▶ [EXERCÍCIO CURTO 1] Liste todos os biomas brasileiros citados no texto sobre o dia do pau-brasil.

▶ [TEXTO FORNECIDO]
------------------------

Neste dia 3 de maio, comemoramos o dia do pau-brasil. Esta espécie, símbolo do Brasil, é endêmica da Mata Atlântica brasileira e foi explorada à exaustão desde os primórdios da colonização do país. Alguns historiadores alegam que a exploração do pau-brasil constituiu a primeira atividade econômica brasileira, seja para a extração da tintura avermelhada da madeira para tingimento de tecidos, seja para o uso da madeira para diferentes aplicações¹. Devido a séculos de exploração predatória, levamos o pau-brasil próximo à extinção, assim como destruímos a maior parte das florestas de Mata Atlântica nesse processo.
É justamente por esta razão que o dia do pau-brasil representa uma oportunidade de reflexão. Após a destruição da Mata Atlântica e o avanço contínuo sobre o Cerrado brasileiro, estamos nesse momento acelerando o ritmo de destruição das florestas da Amazônia. Após duas décadas de relativo sucesso no combate ao desmatamento da Amazônia, voltamos no último biênio a aumentar essas taxas a um patamar superior a 1 milhão de hectares por ano. Embora as motivações econômicas por trás do desmatamento da Amazônia sejam relativamente mais complexas do que as que levaram à destruição da Mata Atlântica brasileira há séculos, temos na Amazônia nos dias atuais, a exemplo do pau-brasil, espécies madeireiras cujo valor de mercado representam um incentivo para a exploração predatória das florestas. Uma vez empobrecidas pela exploração predatória e ilegal, tais florestas perdem seu valor de uso a ponto de se tornarem passíveis de desmatamento, perpetuando uma lógica de uso da terra bastante semelhante à que impusemos historicamente à Mata Atlântica brasileira.

------------------------

▶ [REGISTROS]
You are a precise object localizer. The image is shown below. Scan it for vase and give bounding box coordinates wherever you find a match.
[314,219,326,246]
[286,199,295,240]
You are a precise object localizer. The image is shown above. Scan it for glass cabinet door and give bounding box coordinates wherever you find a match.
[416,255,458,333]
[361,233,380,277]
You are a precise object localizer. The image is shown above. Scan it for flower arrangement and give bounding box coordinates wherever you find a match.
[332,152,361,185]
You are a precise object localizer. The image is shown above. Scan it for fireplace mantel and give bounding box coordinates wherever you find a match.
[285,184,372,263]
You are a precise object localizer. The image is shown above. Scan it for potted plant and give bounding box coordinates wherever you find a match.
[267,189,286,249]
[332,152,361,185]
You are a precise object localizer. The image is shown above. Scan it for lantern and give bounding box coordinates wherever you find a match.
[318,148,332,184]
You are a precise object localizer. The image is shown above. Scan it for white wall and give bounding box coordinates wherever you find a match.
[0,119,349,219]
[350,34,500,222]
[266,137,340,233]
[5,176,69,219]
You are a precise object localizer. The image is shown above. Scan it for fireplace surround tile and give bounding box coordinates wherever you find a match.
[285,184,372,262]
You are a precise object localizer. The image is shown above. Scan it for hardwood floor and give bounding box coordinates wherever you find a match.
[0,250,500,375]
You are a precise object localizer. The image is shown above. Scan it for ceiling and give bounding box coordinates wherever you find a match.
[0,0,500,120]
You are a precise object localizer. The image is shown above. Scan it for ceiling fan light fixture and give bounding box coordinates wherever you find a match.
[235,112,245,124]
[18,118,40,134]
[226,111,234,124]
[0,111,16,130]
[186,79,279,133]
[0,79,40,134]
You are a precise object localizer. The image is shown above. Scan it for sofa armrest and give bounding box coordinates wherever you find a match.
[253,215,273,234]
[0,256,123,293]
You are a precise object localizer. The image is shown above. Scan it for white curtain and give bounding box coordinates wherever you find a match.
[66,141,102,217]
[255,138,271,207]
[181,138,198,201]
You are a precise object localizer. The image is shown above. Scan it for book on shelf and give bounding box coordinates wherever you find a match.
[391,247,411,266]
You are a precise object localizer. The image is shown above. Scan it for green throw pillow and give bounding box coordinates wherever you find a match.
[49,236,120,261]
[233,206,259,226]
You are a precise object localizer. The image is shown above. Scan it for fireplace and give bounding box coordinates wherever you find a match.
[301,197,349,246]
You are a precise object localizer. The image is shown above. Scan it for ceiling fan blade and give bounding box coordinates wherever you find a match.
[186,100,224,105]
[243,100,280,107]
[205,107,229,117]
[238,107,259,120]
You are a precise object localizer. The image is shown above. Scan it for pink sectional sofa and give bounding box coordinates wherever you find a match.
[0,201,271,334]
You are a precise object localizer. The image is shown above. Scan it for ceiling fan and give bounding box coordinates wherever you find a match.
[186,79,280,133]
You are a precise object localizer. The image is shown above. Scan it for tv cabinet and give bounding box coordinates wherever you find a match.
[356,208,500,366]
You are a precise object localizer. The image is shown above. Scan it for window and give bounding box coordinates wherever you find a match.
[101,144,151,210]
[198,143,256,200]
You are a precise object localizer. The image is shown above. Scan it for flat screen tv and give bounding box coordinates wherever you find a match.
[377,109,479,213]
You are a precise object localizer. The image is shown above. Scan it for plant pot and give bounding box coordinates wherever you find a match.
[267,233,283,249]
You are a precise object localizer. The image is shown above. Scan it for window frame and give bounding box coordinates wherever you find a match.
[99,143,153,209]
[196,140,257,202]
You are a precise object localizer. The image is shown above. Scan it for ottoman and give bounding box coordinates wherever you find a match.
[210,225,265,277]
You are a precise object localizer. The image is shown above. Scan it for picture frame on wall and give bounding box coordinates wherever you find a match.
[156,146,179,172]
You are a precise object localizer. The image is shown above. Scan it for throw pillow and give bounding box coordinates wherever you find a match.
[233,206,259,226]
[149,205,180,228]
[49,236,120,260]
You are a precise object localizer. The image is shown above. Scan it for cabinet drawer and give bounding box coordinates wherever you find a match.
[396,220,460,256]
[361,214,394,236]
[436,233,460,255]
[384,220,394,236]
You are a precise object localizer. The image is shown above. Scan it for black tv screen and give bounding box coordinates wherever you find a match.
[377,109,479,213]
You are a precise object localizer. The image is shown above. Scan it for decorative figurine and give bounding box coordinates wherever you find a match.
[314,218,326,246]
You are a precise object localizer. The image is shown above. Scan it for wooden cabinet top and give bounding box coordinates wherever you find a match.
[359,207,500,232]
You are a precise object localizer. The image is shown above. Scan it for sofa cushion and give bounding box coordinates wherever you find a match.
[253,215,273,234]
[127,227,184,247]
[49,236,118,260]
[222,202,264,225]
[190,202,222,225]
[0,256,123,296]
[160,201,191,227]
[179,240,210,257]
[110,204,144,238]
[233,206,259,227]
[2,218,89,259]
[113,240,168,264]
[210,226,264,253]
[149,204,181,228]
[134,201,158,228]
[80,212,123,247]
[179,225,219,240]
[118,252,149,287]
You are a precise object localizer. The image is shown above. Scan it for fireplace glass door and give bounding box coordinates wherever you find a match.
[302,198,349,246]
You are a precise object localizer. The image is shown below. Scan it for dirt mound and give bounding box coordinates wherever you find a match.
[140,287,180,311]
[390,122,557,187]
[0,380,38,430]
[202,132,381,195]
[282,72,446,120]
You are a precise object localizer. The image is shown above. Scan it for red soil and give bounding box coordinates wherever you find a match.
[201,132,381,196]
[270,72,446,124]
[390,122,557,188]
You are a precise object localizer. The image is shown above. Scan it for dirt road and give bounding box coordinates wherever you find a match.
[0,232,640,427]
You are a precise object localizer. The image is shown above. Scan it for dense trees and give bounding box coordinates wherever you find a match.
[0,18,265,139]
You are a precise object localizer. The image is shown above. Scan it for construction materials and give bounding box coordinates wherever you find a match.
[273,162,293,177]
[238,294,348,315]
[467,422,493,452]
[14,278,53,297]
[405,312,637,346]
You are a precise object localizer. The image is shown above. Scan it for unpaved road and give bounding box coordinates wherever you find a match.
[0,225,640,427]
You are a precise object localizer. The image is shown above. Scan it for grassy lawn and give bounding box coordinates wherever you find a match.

------------------------

▶ [EXERCÍCIO CURTO 2] Repita sem mudar nada os registros, da linha com "it for lantern" até a linha com "[285,184,372,262]", incluindo essas duas.

▶ [RESPOSTA COMPLETA 1] Mata Atlântica, Cerrado, Amazônia

▶ [RESPOSTA COMPLETA 2]
You are a precise object localizer. The image is shown above. Scan it for lantern and give bounding box coordinates wherever you find a match.
[318,148,332,184]
You are a precise object localizer. The image is shown above. Scan it for white wall and give bounding box coordinates wherever you find a match.
[0,119,349,219]
[350,34,500,222]
[266,137,340,233]
[5,176,69,219]
You are a precise object localizer. The image is shown above. Scan it for fireplace surround tile and give bounding box coordinates wherever you find a match.
[285,184,372,262]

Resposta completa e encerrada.